*Written instruction*
Identify each of the lines below that contains the string "verify", matching case exactly, and copy those lines.

*Exercise data*
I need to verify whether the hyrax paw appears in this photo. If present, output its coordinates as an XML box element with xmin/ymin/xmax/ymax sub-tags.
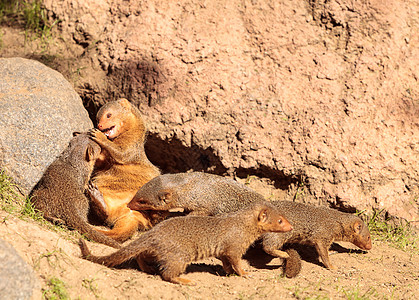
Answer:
<box><xmin>87</xmin><ymin>128</ymin><xmax>107</xmax><ymax>142</ymax></box>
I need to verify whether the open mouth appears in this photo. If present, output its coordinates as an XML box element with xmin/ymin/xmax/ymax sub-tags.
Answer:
<box><xmin>102</xmin><ymin>126</ymin><xmax>115</xmax><ymax>138</ymax></box>
<box><xmin>127</xmin><ymin>200</ymin><xmax>160</xmax><ymax>211</ymax></box>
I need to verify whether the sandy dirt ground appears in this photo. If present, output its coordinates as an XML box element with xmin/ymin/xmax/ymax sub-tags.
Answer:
<box><xmin>0</xmin><ymin>211</ymin><xmax>419</xmax><ymax>299</ymax></box>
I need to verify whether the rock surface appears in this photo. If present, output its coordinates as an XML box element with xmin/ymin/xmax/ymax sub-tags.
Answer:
<box><xmin>0</xmin><ymin>239</ymin><xmax>40</xmax><ymax>300</ymax></box>
<box><xmin>0</xmin><ymin>58</ymin><xmax>93</xmax><ymax>194</ymax></box>
<box><xmin>3</xmin><ymin>0</ymin><xmax>419</xmax><ymax>224</ymax></box>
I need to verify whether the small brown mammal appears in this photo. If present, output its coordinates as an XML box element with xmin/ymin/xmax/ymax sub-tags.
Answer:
<box><xmin>128</xmin><ymin>172</ymin><xmax>265</xmax><ymax>216</ymax></box>
<box><xmin>80</xmin><ymin>203</ymin><xmax>292</xmax><ymax>284</ymax></box>
<box><xmin>88</xmin><ymin>99</ymin><xmax>160</xmax><ymax>242</ymax></box>
<box><xmin>128</xmin><ymin>172</ymin><xmax>371</xmax><ymax>277</ymax></box>
<box><xmin>30</xmin><ymin>134</ymin><xmax>120</xmax><ymax>248</ymax></box>
<box><xmin>262</xmin><ymin>201</ymin><xmax>372</xmax><ymax>277</ymax></box>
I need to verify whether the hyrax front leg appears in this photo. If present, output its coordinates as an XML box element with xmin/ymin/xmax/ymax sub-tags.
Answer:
<box><xmin>88</xmin><ymin>128</ymin><xmax>127</xmax><ymax>164</ymax></box>
<box><xmin>314</xmin><ymin>241</ymin><xmax>336</xmax><ymax>270</ymax></box>
<box><xmin>86</xmin><ymin>181</ymin><xmax>109</xmax><ymax>220</ymax></box>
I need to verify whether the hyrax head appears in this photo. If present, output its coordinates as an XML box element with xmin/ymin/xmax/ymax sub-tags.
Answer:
<box><xmin>257</xmin><ymin>205</ymin><xmax>292</xmax><ymax>232</ymax></box>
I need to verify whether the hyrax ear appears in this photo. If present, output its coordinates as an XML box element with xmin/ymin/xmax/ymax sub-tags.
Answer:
<box><xmin>85</xmin><ymin>145</ymin><xmax>97</xmax><ymax>161</ymax></box>
<box><xmin>157</xmin><ymin>191</ymin><xmax>173</xmax><ymax>203</ymax></box>
<box><xmin>258</xmin><ymin>208</ymin><xmax>268</xmax><ymax>223</ymax></box>
<box><xmin>118</xmin><ymin>98</ymin><xmax>131</xmax><ymax>109</ymax></box>
<box><xmin>352</xmin><ymin>221</ymin><xmax>362</xmax><ymax>234</ymax></box>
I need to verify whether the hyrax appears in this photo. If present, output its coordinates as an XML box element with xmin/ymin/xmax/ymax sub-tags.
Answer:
<box><xmin>88</xmin><ymin>99</ymin><xmax>160</xmax><ymax>242</ymax></box>
<box><xmin>80</xmin><ymin>203</ymin><xmax>292</xmax><ymax>284</ymax></box>
<box><xmin>30</xmin><ymin>133</ymin><xmax>120</xmax><ymax>248</ymax></box>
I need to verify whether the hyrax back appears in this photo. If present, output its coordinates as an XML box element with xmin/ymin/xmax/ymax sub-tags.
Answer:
<box><xmin>262</xmin><ymin>201</ymin><xmax>372</xmax><ymax>275</ymax></box>
<box><xmin>89</xmin><ymin>99</ymin><xmax>160</xmax><ymax>242</ymax></box>
<box><xmin>30</xmin><ymin>134</ymin><xmax>120</xmax><ymax>248</ymax></box>
<box><xmin>80</xmin><ymin>203</ymin><xmax>292</xmax><ymax>283</ymax></box>
<box><xmin>128</xmin><ymin>172</ymin><xmax>265</xmax><ymax>215</ymax></box>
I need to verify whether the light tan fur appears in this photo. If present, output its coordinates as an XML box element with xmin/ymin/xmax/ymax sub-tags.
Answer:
<box><xmin>30</xmin><ymin>134</ymin><xmax>120</xmax><ymax>248</ymax></box>
<box><xmin>88</xmin><ymin>99</ymin><xmax>160</xmax><ymax>242</ymax></box>
<box><xmin>80</xmin><ymin>203</ymin><xmax>292</xmax><ymax>284</ymax></box>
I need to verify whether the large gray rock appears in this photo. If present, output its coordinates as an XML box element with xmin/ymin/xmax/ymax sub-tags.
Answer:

*Result for this exercise*
I need to verify whether the hyrax paw appears in this photo. If present, output its coordinates as an XML box element with xmin/ymin/xmax/ymax sub-tags.
I need to verify whether the open mouth appears in this photo. If present, output its coordinates as an XML box element with xmin/ymin/xmax/ymax sub-tags.
I need to verify whether the sandy dirt ground appears in this photo. If present, output its coordinates as an XML box element with xmin/ymin/xmax/ymax sub-tags.
I need to verify whether the rock surface appears in this photo. If present, output its coordinates as an XML box element with xmin/ymin/xmax/ymax sub-tags.
I need to verify whether the small brown mammal appears in this photo. If present, output its coordinates as an XML box element with xmin/ymin/xmax/ymax sub-tags.
I need to verify whether the hyrax front leg appears in this photo. If present, output its coordinates as an XML box element with xmin/ymin/xmax/ymax sub-tags.
I need to verify whether the hyrax head appears in this photo. If present, output its coordinates as an XML box element with xmin/ymin/xmax/ymax sub-tags.
I need to verify whether the hyrax ear appears in this photo. If present, output its coordinates as an XML box element with xmin/ymin/xmax/ymax sub-tags.
I need to verify whether the hyrax appears in this photo. If present, output its coordinates as an XML box element with xmin/ymin/xmax/ymax sub-tags.
I need to verify whether the hyrax back appears in this photo. If present, output its coordinates as an XML box element with xmin/ymin/xmax/ymax sub-tags.
I need to verify whether the light tan fur appears in this photo. If present, output its coordinates as an XML box element with xmin/ymin/xmax/ymax sub-tags.
I need to verify whether the large gray rock appears in this photo. If present, output its coordinates as an XML box element with xmin/ymin/xmax/ymax sub-tags.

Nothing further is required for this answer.